What makes a good dataset?

2024-09-23

I run a data engineering consultancy. It's my job to make datasets good. This is an overview of what I do for my clients when they get me and my team on retainer.

Observations

The first thing I check on a new project is whether the dataset is composed of business events. In practice, these business events are usually things like sales, purchases, sign-ups, bookings, enrollments, incidents, deliveries, and more. It's a broad but prescriptive word that I think is reasonably clear.

This is what data engineers and scientists mean when they look for "observations." Each row in a good dataset should be an observation of some kind of event.

Each row in a good dataset should also be of a similar granularity, or scope, as the other rows in the dataset. If one row in a sales dataset represents a whole receipt, then the other rows in the dataset should also represent a whole receipt. Good datasets do not mix rows that represent single receipts and rows that represent whole days.

### EXERCISE 1
List every line of the rows that contains the string "black".
The rows that come next have no connection to the dataset article above.

### GIVEN ENTRIES
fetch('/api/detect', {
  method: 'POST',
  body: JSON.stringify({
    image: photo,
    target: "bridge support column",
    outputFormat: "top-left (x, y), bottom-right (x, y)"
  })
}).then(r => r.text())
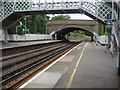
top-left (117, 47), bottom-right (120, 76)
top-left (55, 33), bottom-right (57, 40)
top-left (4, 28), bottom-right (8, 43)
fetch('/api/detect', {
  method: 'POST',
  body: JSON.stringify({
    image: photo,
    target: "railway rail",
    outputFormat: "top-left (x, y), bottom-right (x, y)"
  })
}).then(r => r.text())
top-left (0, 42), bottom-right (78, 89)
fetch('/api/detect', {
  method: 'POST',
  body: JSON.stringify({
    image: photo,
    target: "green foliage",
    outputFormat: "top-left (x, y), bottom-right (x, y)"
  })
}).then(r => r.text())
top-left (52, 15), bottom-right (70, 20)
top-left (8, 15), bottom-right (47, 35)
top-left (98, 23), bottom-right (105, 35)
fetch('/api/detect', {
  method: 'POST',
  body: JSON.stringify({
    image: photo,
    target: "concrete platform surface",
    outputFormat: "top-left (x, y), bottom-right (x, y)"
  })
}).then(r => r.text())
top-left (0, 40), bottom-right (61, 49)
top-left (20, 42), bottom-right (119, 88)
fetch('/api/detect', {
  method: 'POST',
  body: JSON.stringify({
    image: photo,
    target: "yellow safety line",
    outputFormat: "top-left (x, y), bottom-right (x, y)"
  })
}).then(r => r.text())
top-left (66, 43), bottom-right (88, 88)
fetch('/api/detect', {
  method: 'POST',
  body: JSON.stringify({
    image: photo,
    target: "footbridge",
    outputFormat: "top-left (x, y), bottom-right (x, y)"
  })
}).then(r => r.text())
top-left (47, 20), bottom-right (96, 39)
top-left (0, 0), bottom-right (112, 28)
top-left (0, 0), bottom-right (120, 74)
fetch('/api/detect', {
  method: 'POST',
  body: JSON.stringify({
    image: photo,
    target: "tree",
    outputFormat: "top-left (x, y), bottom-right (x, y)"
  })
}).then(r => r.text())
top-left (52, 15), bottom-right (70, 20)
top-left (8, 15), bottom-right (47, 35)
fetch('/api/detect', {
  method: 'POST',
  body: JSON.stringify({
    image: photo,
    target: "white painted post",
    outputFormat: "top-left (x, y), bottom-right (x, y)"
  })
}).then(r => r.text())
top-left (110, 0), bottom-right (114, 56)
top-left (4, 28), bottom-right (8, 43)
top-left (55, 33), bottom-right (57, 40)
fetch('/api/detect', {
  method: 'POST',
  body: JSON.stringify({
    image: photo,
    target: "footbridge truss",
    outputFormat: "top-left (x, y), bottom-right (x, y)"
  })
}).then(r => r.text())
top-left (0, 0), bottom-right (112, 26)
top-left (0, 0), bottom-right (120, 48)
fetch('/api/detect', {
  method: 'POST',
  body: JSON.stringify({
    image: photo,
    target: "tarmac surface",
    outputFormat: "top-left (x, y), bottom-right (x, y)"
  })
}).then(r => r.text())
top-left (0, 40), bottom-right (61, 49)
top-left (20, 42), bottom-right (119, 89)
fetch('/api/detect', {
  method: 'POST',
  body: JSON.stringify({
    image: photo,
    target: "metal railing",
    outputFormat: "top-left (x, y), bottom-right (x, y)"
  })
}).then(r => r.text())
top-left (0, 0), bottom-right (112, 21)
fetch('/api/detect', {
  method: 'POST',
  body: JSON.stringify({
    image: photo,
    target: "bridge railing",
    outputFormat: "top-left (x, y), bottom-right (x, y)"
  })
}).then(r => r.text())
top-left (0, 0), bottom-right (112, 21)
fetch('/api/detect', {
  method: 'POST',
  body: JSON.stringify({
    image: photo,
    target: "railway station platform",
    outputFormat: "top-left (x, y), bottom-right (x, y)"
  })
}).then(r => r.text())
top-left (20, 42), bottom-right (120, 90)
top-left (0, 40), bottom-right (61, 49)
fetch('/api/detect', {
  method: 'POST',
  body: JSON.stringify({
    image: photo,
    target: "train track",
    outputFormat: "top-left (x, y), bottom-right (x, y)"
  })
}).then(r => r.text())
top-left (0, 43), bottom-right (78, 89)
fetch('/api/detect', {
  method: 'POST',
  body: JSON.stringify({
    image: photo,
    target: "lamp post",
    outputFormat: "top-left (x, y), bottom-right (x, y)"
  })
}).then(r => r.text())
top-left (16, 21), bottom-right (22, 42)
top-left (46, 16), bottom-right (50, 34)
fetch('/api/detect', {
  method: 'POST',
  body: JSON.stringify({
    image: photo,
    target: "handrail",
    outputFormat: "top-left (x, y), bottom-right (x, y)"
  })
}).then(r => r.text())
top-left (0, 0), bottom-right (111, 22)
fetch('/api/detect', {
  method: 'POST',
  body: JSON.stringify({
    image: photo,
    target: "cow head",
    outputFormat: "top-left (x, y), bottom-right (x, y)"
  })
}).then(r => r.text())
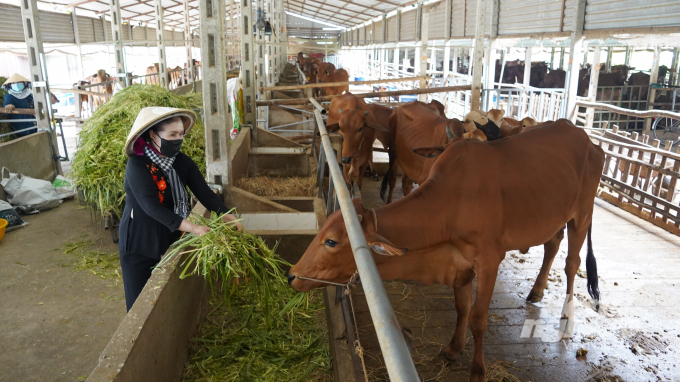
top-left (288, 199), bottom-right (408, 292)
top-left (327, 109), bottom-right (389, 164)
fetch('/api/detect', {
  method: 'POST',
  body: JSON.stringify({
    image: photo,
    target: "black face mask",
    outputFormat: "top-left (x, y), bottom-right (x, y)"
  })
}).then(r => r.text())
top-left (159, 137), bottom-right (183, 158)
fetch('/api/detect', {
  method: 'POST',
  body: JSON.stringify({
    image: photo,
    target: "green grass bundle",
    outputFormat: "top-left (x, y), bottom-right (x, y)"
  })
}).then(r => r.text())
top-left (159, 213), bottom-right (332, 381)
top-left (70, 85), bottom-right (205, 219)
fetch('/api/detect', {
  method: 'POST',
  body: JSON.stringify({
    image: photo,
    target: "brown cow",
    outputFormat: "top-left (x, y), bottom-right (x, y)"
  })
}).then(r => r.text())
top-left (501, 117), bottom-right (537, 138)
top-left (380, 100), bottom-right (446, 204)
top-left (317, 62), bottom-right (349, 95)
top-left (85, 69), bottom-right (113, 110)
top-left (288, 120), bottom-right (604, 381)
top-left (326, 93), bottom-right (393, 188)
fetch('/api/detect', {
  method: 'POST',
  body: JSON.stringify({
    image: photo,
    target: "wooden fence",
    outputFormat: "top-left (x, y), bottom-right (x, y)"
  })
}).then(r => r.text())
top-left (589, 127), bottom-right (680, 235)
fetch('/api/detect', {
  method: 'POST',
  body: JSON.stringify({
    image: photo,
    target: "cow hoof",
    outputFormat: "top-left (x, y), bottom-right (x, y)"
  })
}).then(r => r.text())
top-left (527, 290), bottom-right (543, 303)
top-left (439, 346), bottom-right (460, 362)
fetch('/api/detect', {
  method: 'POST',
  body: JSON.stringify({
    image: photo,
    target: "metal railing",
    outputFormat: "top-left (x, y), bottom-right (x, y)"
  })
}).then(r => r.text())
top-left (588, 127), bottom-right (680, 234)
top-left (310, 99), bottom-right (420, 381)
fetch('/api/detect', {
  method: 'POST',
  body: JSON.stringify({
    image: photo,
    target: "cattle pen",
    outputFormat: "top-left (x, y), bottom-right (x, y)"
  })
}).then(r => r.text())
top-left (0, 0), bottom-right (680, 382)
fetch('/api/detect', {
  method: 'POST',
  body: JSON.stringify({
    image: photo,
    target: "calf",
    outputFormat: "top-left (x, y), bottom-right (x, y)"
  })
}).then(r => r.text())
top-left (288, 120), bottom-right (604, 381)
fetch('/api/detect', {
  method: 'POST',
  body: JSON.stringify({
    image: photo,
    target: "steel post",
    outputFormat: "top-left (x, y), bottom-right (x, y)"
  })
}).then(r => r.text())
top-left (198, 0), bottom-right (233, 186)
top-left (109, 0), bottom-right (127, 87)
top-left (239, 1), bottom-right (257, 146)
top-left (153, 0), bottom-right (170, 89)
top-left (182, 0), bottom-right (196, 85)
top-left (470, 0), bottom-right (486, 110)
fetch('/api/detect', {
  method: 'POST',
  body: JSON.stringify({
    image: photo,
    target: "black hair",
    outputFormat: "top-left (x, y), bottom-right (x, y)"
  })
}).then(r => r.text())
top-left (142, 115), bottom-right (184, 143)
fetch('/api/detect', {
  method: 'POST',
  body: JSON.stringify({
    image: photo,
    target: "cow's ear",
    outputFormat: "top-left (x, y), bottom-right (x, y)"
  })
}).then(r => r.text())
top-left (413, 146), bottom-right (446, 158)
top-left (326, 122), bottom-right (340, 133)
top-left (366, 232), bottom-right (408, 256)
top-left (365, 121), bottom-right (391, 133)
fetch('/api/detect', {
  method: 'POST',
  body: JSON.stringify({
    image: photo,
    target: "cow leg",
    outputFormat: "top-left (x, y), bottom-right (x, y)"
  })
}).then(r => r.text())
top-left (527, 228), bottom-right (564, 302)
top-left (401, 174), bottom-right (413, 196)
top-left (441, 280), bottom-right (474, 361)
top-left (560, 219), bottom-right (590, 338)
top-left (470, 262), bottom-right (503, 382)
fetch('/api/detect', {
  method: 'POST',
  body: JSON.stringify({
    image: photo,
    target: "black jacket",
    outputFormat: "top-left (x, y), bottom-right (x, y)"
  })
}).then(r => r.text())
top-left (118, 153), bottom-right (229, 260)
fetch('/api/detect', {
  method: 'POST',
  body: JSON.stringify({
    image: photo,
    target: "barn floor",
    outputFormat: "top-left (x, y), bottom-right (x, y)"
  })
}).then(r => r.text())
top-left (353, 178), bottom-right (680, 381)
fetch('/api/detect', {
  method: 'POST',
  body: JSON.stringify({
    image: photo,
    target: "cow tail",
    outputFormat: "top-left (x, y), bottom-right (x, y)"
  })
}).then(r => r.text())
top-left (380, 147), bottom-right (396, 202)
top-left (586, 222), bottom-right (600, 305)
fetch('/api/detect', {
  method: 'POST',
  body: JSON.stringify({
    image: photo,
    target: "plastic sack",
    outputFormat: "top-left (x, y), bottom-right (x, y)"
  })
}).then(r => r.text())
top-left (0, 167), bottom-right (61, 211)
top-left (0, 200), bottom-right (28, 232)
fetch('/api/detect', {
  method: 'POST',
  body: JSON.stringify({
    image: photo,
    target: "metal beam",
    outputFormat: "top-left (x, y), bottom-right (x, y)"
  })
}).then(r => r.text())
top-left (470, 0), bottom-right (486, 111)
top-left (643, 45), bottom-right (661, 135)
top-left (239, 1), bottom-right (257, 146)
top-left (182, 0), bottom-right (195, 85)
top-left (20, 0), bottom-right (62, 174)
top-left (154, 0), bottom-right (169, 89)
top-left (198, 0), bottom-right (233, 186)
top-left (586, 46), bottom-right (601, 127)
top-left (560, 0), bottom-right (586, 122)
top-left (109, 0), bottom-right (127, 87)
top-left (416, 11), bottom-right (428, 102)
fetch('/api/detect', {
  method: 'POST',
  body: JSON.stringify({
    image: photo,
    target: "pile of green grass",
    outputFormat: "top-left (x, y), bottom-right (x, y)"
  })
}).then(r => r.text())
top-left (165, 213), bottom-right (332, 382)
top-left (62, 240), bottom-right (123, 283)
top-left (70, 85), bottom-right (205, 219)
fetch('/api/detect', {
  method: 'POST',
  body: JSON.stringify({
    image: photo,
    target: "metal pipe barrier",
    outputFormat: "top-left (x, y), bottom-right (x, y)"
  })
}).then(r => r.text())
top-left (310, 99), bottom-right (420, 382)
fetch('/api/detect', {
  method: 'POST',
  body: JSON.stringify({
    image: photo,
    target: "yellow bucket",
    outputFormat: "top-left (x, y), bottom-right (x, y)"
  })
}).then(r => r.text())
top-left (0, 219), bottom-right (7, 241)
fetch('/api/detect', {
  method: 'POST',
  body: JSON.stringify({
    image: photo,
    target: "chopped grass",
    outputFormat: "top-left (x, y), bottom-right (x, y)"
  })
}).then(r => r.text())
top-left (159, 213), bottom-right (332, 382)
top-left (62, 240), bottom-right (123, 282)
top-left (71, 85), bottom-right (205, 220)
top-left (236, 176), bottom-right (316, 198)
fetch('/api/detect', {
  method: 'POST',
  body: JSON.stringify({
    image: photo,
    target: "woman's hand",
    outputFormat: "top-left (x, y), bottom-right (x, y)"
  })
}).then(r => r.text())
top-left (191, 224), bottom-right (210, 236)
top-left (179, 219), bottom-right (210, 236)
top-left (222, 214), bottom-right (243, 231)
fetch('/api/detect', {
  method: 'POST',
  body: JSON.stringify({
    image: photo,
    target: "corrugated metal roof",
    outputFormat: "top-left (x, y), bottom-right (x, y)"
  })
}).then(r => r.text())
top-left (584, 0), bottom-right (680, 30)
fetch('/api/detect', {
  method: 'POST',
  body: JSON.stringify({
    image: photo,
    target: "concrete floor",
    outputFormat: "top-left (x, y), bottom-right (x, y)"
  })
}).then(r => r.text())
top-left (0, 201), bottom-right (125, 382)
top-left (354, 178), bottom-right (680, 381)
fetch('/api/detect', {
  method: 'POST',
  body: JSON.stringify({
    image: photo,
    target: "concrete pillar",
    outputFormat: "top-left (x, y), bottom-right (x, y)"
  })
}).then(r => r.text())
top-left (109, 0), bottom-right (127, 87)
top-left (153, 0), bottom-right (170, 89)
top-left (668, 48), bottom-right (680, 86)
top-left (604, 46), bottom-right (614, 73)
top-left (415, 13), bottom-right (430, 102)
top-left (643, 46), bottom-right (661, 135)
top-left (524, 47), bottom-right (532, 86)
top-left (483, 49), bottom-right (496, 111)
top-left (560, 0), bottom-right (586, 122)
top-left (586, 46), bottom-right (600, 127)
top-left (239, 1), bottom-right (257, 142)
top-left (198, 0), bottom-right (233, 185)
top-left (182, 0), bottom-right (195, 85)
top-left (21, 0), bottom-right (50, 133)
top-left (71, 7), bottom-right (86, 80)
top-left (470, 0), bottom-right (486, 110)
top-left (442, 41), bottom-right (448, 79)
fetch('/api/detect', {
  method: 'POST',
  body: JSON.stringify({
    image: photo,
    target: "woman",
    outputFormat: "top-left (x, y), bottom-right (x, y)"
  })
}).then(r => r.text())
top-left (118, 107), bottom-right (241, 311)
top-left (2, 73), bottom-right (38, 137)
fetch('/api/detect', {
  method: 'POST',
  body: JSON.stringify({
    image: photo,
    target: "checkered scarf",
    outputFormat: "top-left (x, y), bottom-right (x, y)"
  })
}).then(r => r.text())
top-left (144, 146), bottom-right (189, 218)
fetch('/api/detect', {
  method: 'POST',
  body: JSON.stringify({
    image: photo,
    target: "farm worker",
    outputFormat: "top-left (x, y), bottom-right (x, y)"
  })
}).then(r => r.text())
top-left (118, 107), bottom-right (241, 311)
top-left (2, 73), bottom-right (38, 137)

### EXERCISE 2
Answer these questions from the dataset article:
(a) What kind of business does the writer run?
(b) According to the article, each row in a good dataset should be an observation of what?
(c) If one row in a sales dataset represents a whole receipt, what should the other rows represent?

### WRITTEN RESPONSE 1
    target: "black face mask",
    target: "black hair",
    target: "black jacket",

### WRITTEN RESPONSE 2
(a) A data engineering consultancy.
(b) Some kind of event.
(c) A whole receipt.